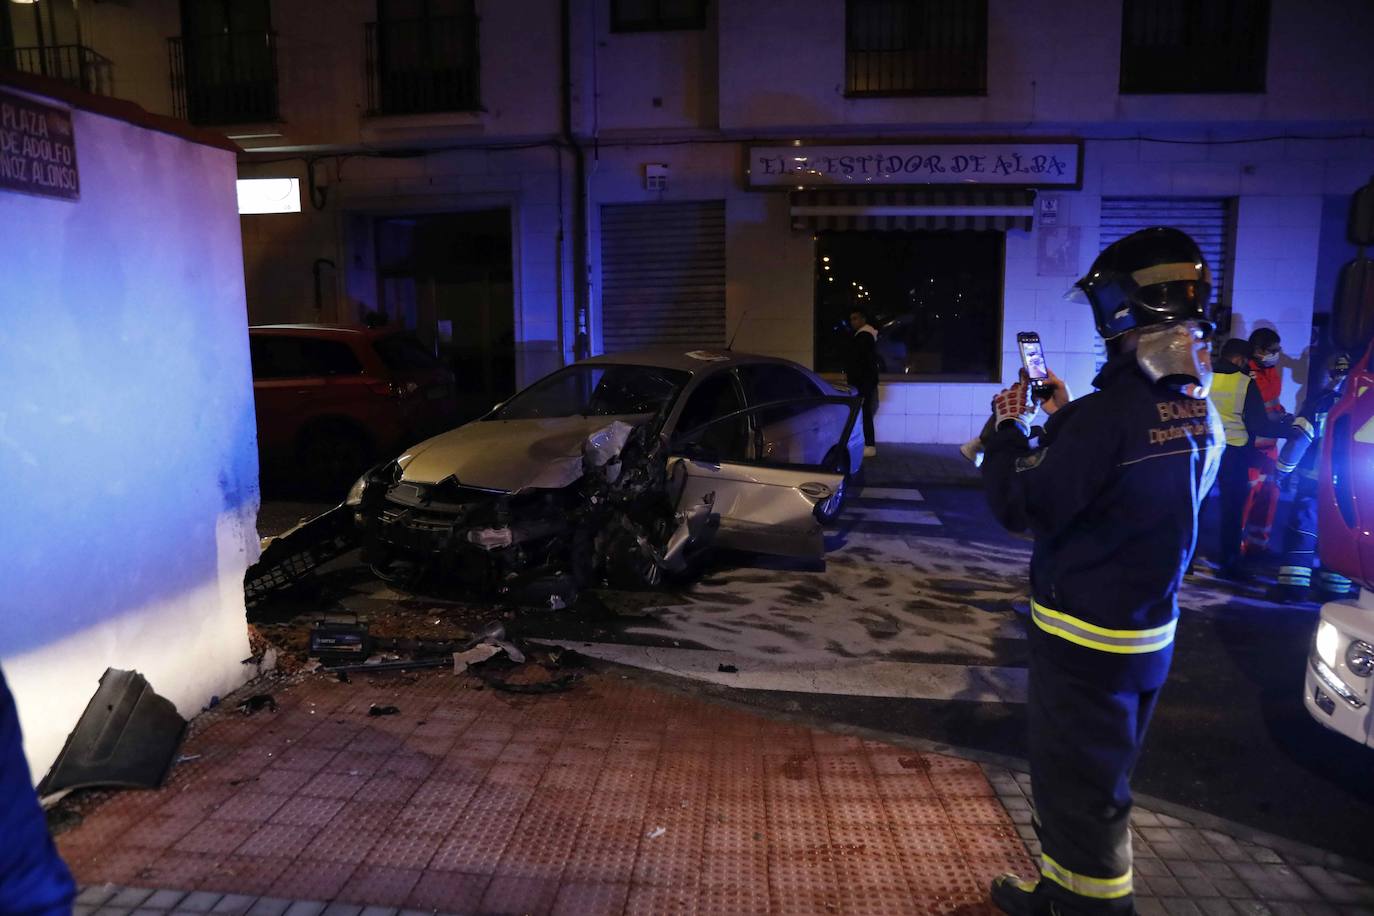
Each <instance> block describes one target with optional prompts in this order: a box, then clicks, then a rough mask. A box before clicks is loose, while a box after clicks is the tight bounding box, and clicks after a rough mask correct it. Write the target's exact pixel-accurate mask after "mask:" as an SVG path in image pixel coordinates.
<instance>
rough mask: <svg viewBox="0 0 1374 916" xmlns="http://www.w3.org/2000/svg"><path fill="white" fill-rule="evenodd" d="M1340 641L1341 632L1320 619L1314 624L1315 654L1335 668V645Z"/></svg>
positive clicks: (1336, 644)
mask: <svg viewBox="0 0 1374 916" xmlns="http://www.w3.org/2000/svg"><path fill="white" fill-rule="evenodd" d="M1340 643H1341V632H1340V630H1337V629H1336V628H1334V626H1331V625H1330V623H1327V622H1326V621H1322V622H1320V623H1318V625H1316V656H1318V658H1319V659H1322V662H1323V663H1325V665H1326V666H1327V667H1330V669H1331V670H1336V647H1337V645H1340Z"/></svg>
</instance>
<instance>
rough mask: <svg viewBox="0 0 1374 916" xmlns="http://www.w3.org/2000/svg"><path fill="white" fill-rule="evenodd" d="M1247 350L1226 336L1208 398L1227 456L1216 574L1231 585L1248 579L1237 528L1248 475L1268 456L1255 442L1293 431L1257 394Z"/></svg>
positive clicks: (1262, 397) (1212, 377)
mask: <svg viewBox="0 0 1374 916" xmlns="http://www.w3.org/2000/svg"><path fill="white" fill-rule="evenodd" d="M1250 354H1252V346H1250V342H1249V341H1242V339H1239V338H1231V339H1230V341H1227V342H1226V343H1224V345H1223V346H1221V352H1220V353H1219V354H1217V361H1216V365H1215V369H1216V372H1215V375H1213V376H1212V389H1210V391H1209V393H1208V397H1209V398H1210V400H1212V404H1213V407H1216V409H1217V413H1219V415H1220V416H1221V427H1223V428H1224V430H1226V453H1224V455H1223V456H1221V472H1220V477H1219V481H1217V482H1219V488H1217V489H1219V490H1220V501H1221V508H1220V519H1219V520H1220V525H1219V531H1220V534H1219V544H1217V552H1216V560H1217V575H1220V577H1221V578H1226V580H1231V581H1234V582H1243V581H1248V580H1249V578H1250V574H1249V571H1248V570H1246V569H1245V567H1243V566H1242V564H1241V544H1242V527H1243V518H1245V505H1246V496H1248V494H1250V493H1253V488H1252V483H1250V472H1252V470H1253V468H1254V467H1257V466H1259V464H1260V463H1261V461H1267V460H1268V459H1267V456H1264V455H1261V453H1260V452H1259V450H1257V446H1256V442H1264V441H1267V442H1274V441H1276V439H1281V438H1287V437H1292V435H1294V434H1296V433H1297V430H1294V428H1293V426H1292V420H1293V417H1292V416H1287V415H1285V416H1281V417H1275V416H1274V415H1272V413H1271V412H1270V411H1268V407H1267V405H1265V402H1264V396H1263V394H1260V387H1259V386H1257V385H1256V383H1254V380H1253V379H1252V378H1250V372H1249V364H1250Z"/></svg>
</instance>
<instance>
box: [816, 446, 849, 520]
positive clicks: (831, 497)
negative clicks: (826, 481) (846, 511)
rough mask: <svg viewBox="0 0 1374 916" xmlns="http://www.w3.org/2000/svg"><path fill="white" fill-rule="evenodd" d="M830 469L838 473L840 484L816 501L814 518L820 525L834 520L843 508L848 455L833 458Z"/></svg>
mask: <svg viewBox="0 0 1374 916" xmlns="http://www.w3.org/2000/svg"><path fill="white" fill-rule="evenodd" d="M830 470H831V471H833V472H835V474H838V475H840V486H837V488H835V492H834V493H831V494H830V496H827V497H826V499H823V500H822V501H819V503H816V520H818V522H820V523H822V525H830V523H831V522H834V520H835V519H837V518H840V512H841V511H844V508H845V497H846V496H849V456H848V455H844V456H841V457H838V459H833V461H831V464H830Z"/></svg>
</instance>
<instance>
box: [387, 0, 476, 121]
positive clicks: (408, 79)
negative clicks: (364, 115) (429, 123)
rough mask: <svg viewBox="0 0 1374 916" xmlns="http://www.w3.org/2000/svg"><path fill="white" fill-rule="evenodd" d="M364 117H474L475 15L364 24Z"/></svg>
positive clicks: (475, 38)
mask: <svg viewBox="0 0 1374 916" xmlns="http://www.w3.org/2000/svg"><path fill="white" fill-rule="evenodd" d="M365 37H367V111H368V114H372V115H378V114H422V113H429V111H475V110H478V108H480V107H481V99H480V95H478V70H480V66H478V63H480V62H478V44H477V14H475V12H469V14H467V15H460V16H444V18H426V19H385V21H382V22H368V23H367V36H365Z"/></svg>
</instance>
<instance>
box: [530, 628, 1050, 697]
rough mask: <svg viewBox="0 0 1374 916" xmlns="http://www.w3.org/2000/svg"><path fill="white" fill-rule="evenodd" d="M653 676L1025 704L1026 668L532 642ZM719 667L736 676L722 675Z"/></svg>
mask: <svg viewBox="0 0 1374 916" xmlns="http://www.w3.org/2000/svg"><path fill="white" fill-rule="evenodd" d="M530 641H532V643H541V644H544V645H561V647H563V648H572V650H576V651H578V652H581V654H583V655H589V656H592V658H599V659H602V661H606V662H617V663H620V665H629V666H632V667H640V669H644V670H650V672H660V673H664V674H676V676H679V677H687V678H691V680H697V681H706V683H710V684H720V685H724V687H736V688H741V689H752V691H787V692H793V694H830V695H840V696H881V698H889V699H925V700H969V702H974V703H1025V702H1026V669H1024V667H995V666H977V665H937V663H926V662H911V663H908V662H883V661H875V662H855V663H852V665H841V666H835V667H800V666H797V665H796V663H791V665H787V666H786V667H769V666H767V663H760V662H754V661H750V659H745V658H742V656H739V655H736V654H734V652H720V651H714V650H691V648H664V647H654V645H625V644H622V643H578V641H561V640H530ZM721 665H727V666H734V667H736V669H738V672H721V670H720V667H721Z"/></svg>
^^^^^^^^^^^^^^^^
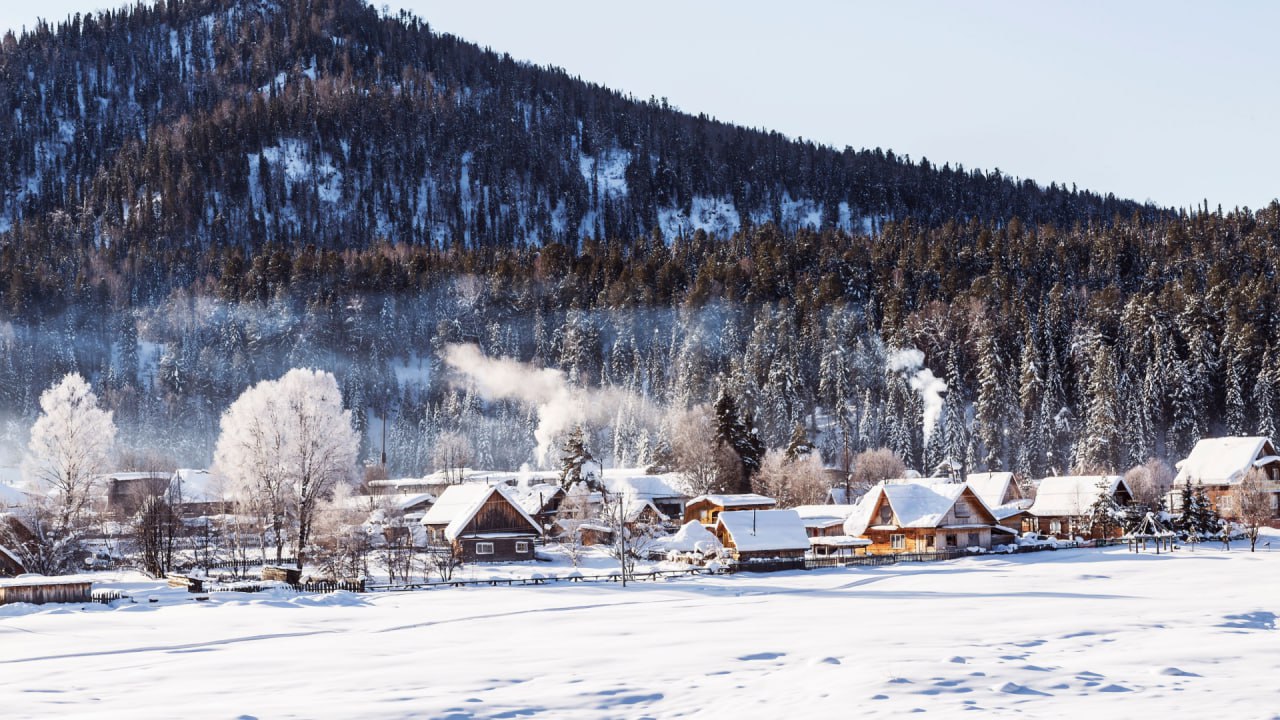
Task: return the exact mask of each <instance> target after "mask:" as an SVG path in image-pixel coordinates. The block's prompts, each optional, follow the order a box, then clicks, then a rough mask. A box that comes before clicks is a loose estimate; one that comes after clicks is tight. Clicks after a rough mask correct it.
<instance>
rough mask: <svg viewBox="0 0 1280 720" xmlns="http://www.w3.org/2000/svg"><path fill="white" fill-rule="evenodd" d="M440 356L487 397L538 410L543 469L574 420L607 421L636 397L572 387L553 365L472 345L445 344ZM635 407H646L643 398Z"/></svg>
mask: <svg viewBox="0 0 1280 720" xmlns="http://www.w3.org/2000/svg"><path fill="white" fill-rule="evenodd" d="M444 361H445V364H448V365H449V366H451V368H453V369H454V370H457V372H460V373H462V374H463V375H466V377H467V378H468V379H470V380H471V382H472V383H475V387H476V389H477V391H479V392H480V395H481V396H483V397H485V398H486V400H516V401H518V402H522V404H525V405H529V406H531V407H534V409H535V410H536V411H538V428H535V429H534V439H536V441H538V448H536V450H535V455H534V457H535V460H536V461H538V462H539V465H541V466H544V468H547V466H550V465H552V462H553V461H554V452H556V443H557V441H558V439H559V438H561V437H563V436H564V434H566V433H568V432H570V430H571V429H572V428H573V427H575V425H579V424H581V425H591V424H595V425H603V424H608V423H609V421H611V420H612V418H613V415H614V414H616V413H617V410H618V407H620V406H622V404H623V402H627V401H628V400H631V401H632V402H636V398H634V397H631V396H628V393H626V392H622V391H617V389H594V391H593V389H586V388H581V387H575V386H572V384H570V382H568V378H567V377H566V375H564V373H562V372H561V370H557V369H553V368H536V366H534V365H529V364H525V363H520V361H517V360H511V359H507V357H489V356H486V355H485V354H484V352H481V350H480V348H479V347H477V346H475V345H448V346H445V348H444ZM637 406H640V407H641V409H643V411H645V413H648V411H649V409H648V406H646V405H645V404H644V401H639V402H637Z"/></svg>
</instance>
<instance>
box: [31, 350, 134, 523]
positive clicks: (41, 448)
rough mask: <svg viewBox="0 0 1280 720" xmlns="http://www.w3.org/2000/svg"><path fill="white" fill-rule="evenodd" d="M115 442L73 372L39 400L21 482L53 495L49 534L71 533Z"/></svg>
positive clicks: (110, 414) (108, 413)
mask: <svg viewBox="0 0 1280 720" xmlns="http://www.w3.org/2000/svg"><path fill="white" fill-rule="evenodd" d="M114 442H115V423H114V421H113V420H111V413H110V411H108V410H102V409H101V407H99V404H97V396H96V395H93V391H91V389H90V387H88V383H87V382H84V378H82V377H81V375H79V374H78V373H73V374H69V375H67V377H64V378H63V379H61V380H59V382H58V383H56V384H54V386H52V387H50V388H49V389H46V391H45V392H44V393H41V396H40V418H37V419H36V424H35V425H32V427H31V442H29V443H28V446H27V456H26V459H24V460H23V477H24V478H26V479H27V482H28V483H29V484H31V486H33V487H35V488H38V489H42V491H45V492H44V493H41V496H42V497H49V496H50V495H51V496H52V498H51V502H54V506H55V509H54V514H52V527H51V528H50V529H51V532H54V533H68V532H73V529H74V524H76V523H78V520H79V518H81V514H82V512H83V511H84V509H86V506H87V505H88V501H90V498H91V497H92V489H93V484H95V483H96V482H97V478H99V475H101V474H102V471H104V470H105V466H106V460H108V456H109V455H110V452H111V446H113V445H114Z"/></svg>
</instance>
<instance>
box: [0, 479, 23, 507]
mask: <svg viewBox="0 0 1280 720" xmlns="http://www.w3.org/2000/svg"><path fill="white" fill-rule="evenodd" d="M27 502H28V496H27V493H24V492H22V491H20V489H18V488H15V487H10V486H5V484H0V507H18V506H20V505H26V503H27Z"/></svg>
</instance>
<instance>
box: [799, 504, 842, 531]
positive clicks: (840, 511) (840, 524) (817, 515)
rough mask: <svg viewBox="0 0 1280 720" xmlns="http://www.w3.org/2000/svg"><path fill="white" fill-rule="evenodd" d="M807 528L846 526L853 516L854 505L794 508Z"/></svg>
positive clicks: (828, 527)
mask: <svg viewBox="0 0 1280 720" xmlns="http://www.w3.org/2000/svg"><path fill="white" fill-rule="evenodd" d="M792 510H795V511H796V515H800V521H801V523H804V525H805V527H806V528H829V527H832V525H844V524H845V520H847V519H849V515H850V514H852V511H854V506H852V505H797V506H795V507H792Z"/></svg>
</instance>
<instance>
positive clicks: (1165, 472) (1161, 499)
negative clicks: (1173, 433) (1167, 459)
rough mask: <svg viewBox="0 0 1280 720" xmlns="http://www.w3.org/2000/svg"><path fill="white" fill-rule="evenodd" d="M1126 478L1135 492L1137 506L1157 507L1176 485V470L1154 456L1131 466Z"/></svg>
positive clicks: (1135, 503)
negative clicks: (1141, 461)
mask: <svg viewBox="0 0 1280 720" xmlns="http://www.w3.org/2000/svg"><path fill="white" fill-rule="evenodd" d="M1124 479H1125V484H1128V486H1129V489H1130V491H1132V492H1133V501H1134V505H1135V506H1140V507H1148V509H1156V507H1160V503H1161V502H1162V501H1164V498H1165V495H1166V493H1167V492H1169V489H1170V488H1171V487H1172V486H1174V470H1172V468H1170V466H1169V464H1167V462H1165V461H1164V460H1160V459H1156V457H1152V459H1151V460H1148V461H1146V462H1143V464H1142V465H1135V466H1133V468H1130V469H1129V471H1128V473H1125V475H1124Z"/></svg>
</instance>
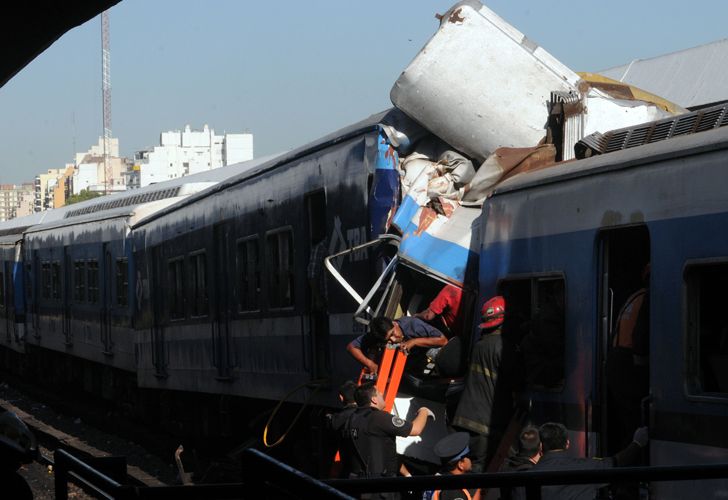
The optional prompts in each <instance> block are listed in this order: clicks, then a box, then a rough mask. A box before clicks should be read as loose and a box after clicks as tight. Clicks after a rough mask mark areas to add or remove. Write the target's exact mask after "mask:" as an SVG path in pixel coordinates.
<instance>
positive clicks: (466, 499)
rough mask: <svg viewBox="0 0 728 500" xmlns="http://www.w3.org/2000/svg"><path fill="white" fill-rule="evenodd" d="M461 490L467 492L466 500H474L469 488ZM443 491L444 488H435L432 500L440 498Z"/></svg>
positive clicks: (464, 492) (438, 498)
^^^^^^^^^^^^^^^^
• _WORK INSTRUCTION_:
Reproduce verbatim the part of the records that begins with the line containing "Task: return the" and ends with the line containing "356L487 397L538 410L543", including both of those lines.

• _SOLVED PROBLEM_:
Task: return the exact mask of each <instance> target after "mask:" as an SVG path in image-pixel coordinates. The block's prompts, each optional, follow the order a box, then clicks, then a rough mask. A box that comes before clicks is a loose estimate; one that comes after clicks is tight. Clicks after a rough mask correct it.
<instance>
rough mask: <svg viewBox="0 0 1280 720" xmlns="http://www.w3.org/2000/svg"><path fill="white" fill-rule="evenodd" d="M440 356L487 397L538 410L543 469L574 420L607 421L636 397L572 387L553 365L472 345L445 344ZM635 407H646L643 398Z"/></svg>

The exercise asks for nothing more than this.